Tasks to complete:
1: Please say whether each statement below agrees with the Bulgarian news text, answering yes or no and quoting the deciding words from it. (a) The government said it would prolong the epidemic situation until the end of May. (b) The Bulgarian parliament held a session lasting several hours. (c) The University of National and World Economy announced it would reinstate Martin Osikovski.
2: Extend the Bulgarian news text, picking up right after its last sentence.

Excerpted text:
= = = = = = =

Wednesday was full of news, expected and unexpected twists, and more! Firstly, during a cabinet meeting (now taking place in outgoing Prime Minister Boyko Borissov's kitchen) the government said it would prolong the epidemic situation until the end of May.
Requirements for entering Bulgaria during the tourist season were also unveiled - a valid PCR test or a certified antigen test, with a vaccination certificate or a document proving one has had Covid-19 in the previous six months. Mr Borissov also approved sending the Recovery and development plan to Brussels on Thursday. Additionally, the University of National and World Economy announced it would reinstate Martin Osikovski, the academic dismissed for criticizing its decision to allow Mr Borissov to use its grounds in a pre-election appearance.
Trifonov returns mandate, Parliament work blocked, early vote likely
While the Prime Minister-designate of "There is such a people" party Antoaneta Stefanova received and immediately returned the mandate to form a cabinet from President Rumen Radev, the Bulgarian parliament had a 10-minute long session. In an unprecedented move, the three status-quo parties, GERB, BSP and MRF, did not participate in the vote to approve the weekly program of the National Assembly and practically stalled its work. All parties engaged in recriminations, meaning that this parliament will likely not endure and early elections are imminent. Read more about it in today's story.

= = = = = = =

[Dataset entries]
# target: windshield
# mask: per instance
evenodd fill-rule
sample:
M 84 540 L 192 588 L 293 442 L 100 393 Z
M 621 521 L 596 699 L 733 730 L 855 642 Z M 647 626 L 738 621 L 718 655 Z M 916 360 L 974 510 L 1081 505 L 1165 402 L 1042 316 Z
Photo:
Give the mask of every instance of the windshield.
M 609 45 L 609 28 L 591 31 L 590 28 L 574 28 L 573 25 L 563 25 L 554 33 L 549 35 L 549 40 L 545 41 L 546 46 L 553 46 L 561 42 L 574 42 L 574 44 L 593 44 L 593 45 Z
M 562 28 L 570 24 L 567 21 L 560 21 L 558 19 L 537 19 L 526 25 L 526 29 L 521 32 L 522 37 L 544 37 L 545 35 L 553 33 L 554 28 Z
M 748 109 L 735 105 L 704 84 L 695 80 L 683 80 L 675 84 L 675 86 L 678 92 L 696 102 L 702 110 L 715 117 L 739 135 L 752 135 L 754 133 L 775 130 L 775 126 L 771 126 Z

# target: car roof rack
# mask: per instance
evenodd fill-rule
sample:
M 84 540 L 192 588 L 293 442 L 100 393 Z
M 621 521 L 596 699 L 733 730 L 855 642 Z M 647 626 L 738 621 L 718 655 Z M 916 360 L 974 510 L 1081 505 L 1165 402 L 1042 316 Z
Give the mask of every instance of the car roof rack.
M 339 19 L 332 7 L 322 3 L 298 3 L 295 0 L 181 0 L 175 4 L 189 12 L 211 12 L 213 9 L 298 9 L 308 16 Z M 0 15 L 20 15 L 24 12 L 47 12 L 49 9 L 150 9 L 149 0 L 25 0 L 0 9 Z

= = = = = = =

Answers for the tasks:
1:
(a) Yes: "the government said it would prolong the epidemic situation until the end of May"
(b) No: "the Bulgarian parliament had a 10-minute long session"
(c) Yes: "the University of National and World Economy announced it would reinstate Martin Osikovski"

2:
Prosecution find links between Russian spies and explosions in Bulgarian munitions factories
State Prosecution spokesperson Siyka Mileva announced on Wednesday that the institution is investigating possible links between the short stays of six Russian citizens - alleged spies - and four cases of explosions in Bulgarian arms and munitions factories and dumps over the past ten years. "The goal of the actions of the Russian citizens was to cut short deliveries of specialized production to Georgia and Ukraine," Ms Mileva said. The announcement comes days after the investigative website Bellingcat and the Bulgarian section of Radio Free Europe made similar allegations. None of the four cases mentioned has been solved so far.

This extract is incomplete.